Everything from the line with "dark horse, placing" through the last line of the records below should be copied exactly, both ends included.

▶ _Information shown_
··········

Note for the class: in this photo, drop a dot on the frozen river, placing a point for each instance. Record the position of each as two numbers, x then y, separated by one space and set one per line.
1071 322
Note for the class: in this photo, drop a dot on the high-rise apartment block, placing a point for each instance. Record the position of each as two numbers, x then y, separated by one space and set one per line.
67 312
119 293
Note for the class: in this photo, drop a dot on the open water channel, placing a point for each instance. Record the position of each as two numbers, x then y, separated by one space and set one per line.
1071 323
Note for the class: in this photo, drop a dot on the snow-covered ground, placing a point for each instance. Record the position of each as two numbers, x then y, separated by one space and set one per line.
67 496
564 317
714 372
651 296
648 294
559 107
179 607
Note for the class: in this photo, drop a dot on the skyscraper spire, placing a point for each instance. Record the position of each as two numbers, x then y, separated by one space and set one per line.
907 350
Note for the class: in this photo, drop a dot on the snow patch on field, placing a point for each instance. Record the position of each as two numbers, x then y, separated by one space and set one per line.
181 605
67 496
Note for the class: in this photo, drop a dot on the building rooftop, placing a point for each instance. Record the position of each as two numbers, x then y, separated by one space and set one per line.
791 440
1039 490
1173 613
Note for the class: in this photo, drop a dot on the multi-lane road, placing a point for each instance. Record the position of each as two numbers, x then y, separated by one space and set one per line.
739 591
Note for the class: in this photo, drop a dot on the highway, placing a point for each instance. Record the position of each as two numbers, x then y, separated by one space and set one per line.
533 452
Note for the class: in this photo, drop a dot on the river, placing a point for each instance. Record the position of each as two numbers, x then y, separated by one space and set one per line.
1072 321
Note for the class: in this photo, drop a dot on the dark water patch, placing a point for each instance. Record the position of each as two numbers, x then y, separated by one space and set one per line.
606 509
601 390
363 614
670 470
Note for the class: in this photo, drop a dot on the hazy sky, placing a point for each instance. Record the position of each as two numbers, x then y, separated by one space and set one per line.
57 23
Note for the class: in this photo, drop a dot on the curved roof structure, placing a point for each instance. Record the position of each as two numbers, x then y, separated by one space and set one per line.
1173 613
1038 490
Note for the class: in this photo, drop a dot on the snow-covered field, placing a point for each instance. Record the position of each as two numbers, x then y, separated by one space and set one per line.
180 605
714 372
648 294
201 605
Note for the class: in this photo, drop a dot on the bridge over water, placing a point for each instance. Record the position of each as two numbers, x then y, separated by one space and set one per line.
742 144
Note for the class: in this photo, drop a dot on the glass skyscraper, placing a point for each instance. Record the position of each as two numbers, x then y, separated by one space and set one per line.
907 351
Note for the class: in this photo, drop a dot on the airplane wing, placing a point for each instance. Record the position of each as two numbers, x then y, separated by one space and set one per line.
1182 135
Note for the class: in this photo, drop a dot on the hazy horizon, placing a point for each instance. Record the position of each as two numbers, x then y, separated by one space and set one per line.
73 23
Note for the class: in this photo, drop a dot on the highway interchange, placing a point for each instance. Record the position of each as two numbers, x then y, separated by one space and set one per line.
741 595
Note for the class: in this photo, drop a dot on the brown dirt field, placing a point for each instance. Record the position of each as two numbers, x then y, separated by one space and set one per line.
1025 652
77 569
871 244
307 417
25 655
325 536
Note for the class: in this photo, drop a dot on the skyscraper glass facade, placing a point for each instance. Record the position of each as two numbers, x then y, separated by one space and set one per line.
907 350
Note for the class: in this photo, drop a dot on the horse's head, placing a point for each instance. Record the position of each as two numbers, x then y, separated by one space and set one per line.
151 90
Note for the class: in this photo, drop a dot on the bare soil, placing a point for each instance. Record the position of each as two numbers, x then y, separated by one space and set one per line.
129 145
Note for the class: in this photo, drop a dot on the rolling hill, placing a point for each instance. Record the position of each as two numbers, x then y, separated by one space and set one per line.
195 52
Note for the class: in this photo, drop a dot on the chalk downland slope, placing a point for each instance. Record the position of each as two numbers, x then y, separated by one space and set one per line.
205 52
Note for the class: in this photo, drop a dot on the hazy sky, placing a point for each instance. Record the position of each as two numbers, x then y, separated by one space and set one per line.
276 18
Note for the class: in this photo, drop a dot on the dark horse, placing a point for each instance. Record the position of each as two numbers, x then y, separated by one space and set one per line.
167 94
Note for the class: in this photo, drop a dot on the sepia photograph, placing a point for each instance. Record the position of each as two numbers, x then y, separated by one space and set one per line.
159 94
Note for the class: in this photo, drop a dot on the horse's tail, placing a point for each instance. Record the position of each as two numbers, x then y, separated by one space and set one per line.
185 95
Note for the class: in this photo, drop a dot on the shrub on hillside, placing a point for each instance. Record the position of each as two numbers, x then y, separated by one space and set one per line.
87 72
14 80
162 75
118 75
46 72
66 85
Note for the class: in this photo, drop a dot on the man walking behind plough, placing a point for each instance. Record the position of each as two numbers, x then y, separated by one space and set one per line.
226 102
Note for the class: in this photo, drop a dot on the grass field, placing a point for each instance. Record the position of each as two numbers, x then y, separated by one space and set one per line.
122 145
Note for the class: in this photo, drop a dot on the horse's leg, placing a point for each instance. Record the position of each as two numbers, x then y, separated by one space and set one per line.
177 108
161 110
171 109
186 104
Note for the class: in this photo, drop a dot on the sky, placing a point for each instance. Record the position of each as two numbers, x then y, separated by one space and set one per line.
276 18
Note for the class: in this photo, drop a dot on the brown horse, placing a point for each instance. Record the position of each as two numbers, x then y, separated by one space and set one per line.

··········

▶ _Right answer_
Note for the class: in this photo, drop a dot on the dark horse, placing a point for each instance. Record the position of each as two numbers, x then y, separated by one space and set one per line.
167 94
Note for the class: in this photo, drop a dot on the sepia photograph, placing a point for each instance. Record the position of each as two numbers, x then y, separated by one space and set one per line.
159 94
Note for the class: in this photo, drop a dot on the horse's tail, placing a point for each instance. Record the position of each as two numbers, x then y, separated by one space and set one per line.
185 95
Note for the class: in this photo, drop a dot on the shrub on hillside, placing a point for each instance. Record the position of each as two numbers, x then y, separated by one space and set one per line.
87 72
14 80
162 75
118 75
46 72
66 85
Note for the class: in this photo, drop a dot on the man walking behind plough, placing a point for each instance. Record the position of each as two numbers, x then y, separated by one space and set one per line.
226 102
Note for the class: in this photo, drop a dot on the grass field, placing a point for each instance. Record the position of each as two numbers, x then y, separated by one space and set one per line.
122 145
Note for the class: in this photo, drop a dot on the horse's leg, placing a point for each instance. Record the position of each as two numbers, x then y, separated by one space and set one per line.
177 108
161 110
171 109
186 104
Note for the class: in this photo, drop a dot on the sky, placing a point for each instance. Record the position of each as two numbers, x then y, separated by one space and set one per line.
276 18
Note for the class: in this photo, drop a dot on the brown horse, placing a point for each instance. Record the position of each as two numbers, x then y, separated by one space and set one per line.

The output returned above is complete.